== Set task ==
Locate every line in the data records below that contains the word "player", and copy each such line.

== Data records ==
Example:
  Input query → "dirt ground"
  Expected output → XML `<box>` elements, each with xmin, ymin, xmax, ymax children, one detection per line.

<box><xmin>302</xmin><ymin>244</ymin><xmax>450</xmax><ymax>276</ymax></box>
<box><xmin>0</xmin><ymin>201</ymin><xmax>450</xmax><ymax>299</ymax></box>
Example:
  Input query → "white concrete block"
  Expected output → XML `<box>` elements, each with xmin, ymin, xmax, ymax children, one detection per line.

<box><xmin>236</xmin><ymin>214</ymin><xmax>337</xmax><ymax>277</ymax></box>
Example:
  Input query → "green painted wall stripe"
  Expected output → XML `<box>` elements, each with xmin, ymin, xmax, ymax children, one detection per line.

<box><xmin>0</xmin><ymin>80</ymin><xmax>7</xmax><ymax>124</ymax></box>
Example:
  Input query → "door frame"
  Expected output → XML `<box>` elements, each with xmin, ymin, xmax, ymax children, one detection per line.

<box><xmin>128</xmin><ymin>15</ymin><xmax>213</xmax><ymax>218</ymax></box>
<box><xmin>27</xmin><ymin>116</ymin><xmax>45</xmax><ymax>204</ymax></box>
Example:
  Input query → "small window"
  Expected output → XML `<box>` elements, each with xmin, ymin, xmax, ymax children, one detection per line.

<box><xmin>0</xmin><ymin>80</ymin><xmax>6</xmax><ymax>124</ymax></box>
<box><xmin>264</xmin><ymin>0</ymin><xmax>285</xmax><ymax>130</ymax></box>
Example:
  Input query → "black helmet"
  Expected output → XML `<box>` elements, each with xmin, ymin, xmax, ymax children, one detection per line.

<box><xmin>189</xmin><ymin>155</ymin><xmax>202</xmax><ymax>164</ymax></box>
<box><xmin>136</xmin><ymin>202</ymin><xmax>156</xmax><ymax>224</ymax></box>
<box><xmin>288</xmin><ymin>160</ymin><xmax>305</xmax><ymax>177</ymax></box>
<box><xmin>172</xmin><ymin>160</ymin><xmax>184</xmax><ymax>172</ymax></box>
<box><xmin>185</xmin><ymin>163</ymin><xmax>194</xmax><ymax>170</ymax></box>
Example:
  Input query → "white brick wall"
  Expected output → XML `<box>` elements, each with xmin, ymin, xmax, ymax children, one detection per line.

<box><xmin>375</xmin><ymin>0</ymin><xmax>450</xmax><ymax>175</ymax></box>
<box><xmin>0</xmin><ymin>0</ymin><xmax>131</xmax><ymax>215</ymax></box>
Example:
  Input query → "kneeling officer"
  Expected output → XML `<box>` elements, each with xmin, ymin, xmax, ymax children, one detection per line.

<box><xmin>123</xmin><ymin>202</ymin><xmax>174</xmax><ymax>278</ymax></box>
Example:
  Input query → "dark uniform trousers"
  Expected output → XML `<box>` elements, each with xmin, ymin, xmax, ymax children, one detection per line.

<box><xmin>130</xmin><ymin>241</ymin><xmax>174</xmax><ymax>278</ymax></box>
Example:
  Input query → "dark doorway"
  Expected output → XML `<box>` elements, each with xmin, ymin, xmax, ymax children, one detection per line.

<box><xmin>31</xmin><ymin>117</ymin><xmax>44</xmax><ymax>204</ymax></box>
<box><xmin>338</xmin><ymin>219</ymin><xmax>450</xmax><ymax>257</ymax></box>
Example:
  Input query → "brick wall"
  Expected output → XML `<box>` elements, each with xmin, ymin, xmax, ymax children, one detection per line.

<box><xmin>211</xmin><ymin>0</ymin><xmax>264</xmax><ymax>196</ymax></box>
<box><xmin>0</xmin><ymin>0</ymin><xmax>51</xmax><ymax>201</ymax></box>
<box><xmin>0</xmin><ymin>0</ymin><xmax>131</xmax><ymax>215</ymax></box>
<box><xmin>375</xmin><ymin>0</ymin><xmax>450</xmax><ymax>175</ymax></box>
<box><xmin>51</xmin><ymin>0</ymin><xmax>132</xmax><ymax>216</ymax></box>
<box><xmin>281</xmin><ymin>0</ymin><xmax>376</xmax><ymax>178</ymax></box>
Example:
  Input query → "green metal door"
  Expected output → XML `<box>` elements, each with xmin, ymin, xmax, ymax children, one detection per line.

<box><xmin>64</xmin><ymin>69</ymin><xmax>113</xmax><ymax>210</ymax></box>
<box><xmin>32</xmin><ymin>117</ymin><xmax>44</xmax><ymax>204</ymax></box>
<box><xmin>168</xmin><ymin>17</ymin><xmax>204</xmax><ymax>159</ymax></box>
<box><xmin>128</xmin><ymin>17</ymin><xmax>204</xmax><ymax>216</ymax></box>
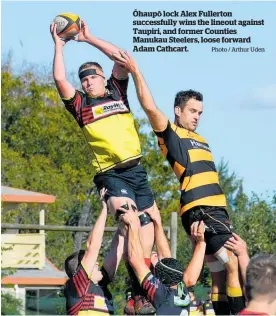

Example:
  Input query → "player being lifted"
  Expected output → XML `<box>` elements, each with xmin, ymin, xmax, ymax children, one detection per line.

<box><xmin>114</xmin><ymin>52</ymin><xmax>244</xmax><ymax>315</ymax></box>
<box><xmin>51</xmin><ymin>21</ymin><xmax>155</xmax><ymax>314</ymax></box>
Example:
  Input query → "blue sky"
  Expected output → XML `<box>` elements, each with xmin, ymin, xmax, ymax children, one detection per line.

<box><xmin>2</xmin><ymin>1</ymin><xmax>276</xmax><ymax>198</ymax></box>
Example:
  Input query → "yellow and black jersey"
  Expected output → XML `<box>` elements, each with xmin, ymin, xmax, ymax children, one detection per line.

<box><xmin>155</xmin><ymin>122</ymin><xmax>226</xmax><ymax>215</ymax></box>
<box><xmin>63</xmin><ymin>76</ymin><xmax>141</xmax><ymax>173</ymax></box>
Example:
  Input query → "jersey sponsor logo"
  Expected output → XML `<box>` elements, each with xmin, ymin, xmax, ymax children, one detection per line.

<box><xmin>190</xmin><ymin>139</ymin><xmax>210</xmax><ymax>151</ymax></box>
<box><xmin>148</xmin><ymin>275</ymin><xmax>159</xmax><ymax>288</ymax></box>
<box><xmin>92</xmin><ymin>100</ymin><xmax>129</xmax><ymax>118</ymax></box>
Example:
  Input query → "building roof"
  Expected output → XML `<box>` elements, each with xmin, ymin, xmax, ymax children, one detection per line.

<box><xmin>1</xmin><ymin>186</ymin><xmax>56</xmax><ymax>204</ymax></box>
<box><xmin>1</xmin><ymin>258</ymin><xmax>68</xmax><ymax>285</ymax></box>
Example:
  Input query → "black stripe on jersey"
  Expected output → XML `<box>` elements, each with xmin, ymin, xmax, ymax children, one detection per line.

<box><xmin>166</xmin><ymin>152</ymin><xmax>176</xmax><ymax>168</ymax></box>
<box><xmin>180</xmin><ymin>183</ymin><xmax>223</xmax><ymax>204</ymax></box>
<box><xmin>180</xmin><ymin>138</ymin><xmax>211</xmax><ymax>151</ymax></box>
<box><xmin>190</xmin><ymin>160</ymin><xmax>217</xmax><ymax>175</ymax></box>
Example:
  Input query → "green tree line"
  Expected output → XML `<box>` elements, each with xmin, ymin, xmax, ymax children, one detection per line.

<box><xmin>1</xmin><ymin>65</ymin><xmax>276</xmax><ymax>312</ymax></box>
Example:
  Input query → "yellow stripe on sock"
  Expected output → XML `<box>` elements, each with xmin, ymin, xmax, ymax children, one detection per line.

<box><xmin>211</xmin><ymin>293</ymin><xmax>228</xmax><ymax>302</ymax></box>
<box><xmin>226</xmin><ymin>287</ymin><xmax>243</xmax><ymax>297</ymax></box>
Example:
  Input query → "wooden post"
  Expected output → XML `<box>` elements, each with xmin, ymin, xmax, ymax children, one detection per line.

<box><xmin>39</xmin><ymin>205</ymin><xmax>45</xmax><ymax>234</ymax></box>
<box><xmin>39</xmin><ymin>204</ymin><xmax>46</xmax><ymax>269</ymax></box>
<box><xmin>170</xmin><ymin>212</ymin><xmax>177</xmax><ymax>259</ymax></box>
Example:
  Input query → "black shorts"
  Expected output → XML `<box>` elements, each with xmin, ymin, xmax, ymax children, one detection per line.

<box><xmin>94</xmin><ymin>164</ymin><xmax>154</xmax><ymax>211</ymax></box>
<box><xmin>181</xmin><ymin>206</ymin><xmax>233</xmax><ymax>255</ymax></box>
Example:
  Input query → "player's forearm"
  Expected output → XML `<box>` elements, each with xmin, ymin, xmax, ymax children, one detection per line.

<box><xmin>128</xmin><ymin>223</ymin><xmax>144</xmax><ymax>269</ymax></box>
<box><xmin>83</xmin><ymin>35</ymin><xmax>120</xmax><ymax>60</ymax></box>
<box><xmin>238</xmin><ymin>253</ymin><xmax>250</xmax><ymax>282</ymax></box>
<box><xmin>86</xmin><ymin>208</ymin><xmax>107</xmax><ymax>251</ymax></box>
<box><xmin>103</xmin><ymin>231</ymin><xmax>125</xmax><ymax>280</ymax></box>
<box><xmin>53</xmin><ymin>45</ymin><xmax>66</xmax><ymax>82</ymax></box>
<box><xmin>153</xmin><ymin>222</ymin><xmax>171</xmax><ymax>258</ymax></box>
<box><xmin>183</xmin><ymin>242</ymin><xmax>206</xmax><ymax>287</ymax></box>
<box><xmin>131</xmin><ymin>68</ymin><xmax>157</xmax><ymax>116</ymax></box>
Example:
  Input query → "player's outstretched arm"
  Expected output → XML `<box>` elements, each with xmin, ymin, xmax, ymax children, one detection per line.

<box><xmin>183</xmin><ymin>221</ymin><xmax>206</xmax><ymax>287</ymax></box>
<box><xmin>50</xmin><ymin>23</ymin><xmax>76</xmax><ymax>99</ymax></box>
<box><xmin>76</xmin><ymin>20</ymin><xmax>128</xmax><ymax>79</ymax></box>
<box><xmin>146</xmin><ymin>202</ymin><xmax>172</xmax><ymax>259</ymax></box>
<box><xmin>113</xmin><ymin>51</ymin><xmax>168</xmax><ymax>132</ymax></box>
<box><xmin>82</xmin><ymin>189</ymin><xmax>107</xmax><ymax>275</ymax></box>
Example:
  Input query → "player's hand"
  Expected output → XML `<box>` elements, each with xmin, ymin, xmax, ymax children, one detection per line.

<box><xmin>145</xmin><ymin>202</ymin><xmax>162</xmax><ymax>224</ymax></box>
<box><xmin>191</xmin><ymin>221</ymin><xmax>205</xmax><ymax>243</ymax></box>
<box><xmin>112</xmin><ymin>49</ymin><xmax>139</xmax><ymax>74</ymax></box>
<box><xmin>224</xmin><ymin>233</ymin><xmax>247</xmax><ymax>257</ymax></box>
<box><xmin>74</xmin><ymin>20</ymin><xmax>91</xmax><ymax>42</ymax></box>
<box><xmin>118</xmin><ymin>206</ymin><xmax>140</xmax><ymax>225</ymax></box>
<box><xmin>100</xmin><ymin>188</ymin><xmax>107</xmax><ymax>210</ymax></box>
<box><xmin>50</xmin><ymin>23</ymin><xmax>68</xmax><ymax>47</ymax></box>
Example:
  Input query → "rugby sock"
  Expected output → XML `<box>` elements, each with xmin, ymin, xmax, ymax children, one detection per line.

<box><xmin>211</xmin><ymin>293</ymin><xmax>230</xmax><ymax>315</ymax></box>
<box><xmin>144</xmin><ymin>258</ymin><xmax>151</xmax><ymax>268</ymax></box>
<box><xmin>226</xmin><ymin>287</ymin><xmax>245</xmax><ymax>315</ymax></box>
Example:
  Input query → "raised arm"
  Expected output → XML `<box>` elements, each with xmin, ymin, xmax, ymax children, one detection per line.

<box><xmin>82</xmin><ymin>189</ymin><xmax>107</xmax><ymax>275</ymax></box>
<box><xmin>113</xmin><ymin>51</ymin><xmax>168</xmax><ymax>132</ymax></box>
<box><xmin>76</xmin><ymin>20</ymin><xmax>128</xmax><ymax>79</ymax></box>
<box><xmin>51</xmin><ymin>23</ymin><xmax>76</xmax><ymax>99</ymax></box>
<box><xmin>183</xmin><ymin>222</ymin><xmax>206</xmax><ymax>287</ymax></box>
<box><xmin>146</xmin><ymin>203</ymin><xmax>172</xmax><ymax>259</ymax></box>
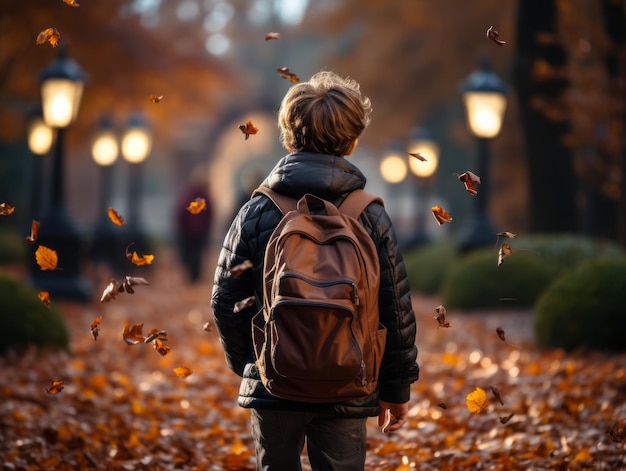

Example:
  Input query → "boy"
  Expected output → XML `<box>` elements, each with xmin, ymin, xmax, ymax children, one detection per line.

<box><xmin>212</xmin><ymin>71</ymin><xmax>419</xmax><ymax>471</ymax></box>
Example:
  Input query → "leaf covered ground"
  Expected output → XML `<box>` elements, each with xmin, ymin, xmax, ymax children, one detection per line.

<box><xmin>0</xmin><ymin>261</ymin><xmax>626</xmax><ymax>471</ymax></box>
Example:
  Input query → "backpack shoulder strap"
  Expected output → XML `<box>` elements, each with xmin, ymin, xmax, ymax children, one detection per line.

<box><xmin>339</xmin><ymin>189</ymin><xmax>384</xmax><ymax>219</ymax></box>
<box><xmin>252</xmin><ymin>186</ymin><xmax>298</xmax><ymax>216</ymax></box>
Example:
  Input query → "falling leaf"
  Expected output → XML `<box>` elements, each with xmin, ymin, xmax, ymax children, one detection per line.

<box><xmin>143</xmin><ymin>329</ymin><xmax>167</xmax><ymax>343</ymax></box>
<box><xmin>230</xmin><ymin>260</ymin><xmax>253</xmax><ymax>278</ymax></box>
<box><xmin>152</xmin><ymin>338</ymin><xmax>171</xmax><ymax>357</ymax></box>
<box><xmin>276</xmin><ymin>67</ymin><xmax>300</xmax><ymax>83</ymax></box>
<box><xmin>0</xmin><ymin>203</ymin><xmax>15</xmax><ymax>216</ymax></box>
<box><xmin>607</xmin><ymin>419</ymin><xmax>626</xmax><ymax>443</ymax></box>
<box><xmin>453</xmin><ymin>171</ymin><xmax>480</xmax><ymax>196</ymax></box>
<box><xmin>37</xmin><ymin>291</ymin><xmax>50</xmax><ymax>307</ymax></box>
<box><xmin>435</xmin><ymin>305</ymin><xmax>450</xmax><ymax>327</ymax></box>
<box><xmin>498</xmin><ymin>242</ymin><xmax>514</xmax><ymax>268</ymax></box>
<box><xmin>431</xmin><ymin>204</ymin><xmax>452</xmax><ymax>226</ymax></box>
<box><xmin>130</xmin><ymin>252</ymin><xmax>154</xmax><ymax>267</ymax></box>
<box><xmin>108</xmin><ymin>208</ymin><xmax>126</xmax><ymax>226</ymax></box>
<box><xmin>37</xmin><ymin>28</ymin><xmax>61</xmax><ymax>47</ymax></box>
<box><xmin>500</xmin><ymin>412</ymin><xmax>514</xmax><ymax>424</ymax></box>
<box><xmin>239</xmin><ymin>120</ymin><xmax>259</xmax><ymax>140</ymax></box>
<box><xmin>489</xmin><ymin>386</ymin><xmax>504</xmax><ymax>405</ymax></box>
<box><xmin>35</xmin><ymin>245</ymin><xmax>59</xmax><ymax>271</ymax></box>
<box><xmin>173</xmin><ymin>366</ymin><xmax>193</xmax><ymax>378</ymax></box>
<box><xmin>233</xmin><ymin>296</ymin><xmax>255</xmax><ymax>314</ymax></box>
<box><xmin>187</xmin><ymin>198</ymin><xmax>206</xmax><ymax>214</ymax></box>
<box><xmin>91</xmin><ymin>316</ymin><xmax>102</xmax><ymax>340</ymax></box>
<box><xmin>26</xmin><ymin>219</ymin><xmax>39</xmax><ymax>244</ymax></box>
<box><xmin>46</xmin><ymin>381</ymin><xmax>63</xmax><ymax>394</ymax></box>
<box><xmin>100</xmin><ymin>278</ymin><xmax>123</xmax><ymax>303</ymax></box>
<box><xmin>465</xmin><ymin>387</ymin><xmax>489</xmax><ymax>414</ymax></box>
<box><xmin>122</xmin><ymin>321</ymin><xmax>145</xmax><ymax>345</ymax></box>
<box><xmin>487</xmin><ymin>26</ymin><xmax>506</xmax><ymax>46</ymax></box>
<box><xmin>407</xmin><ymin>152</ymin><xmax>427</xmax><ymax>162</ymax></box>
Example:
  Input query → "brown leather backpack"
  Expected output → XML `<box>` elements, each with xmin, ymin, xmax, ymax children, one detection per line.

<box><xmin>252</xmin><ymin>187</ymin><xmax>387</xmax><ymax>402</ymax></box>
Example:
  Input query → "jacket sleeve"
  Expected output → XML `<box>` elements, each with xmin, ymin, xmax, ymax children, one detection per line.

<box><xmin>361</xmin><ymin>204</ymin><xmax>419</xmax><ymax>404</ymax></box>
<box><xmin>211</xmin><ymin>196</ymin><xmax>281</xmax><ymax>376</ymax></box>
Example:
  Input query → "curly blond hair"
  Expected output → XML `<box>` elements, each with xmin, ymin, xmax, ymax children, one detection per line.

== Output ==
  Input query → "player being lifted"
  Input query → "player's forearm"
  Input query → "player's outstretched arm"
  Input query → "player's hand"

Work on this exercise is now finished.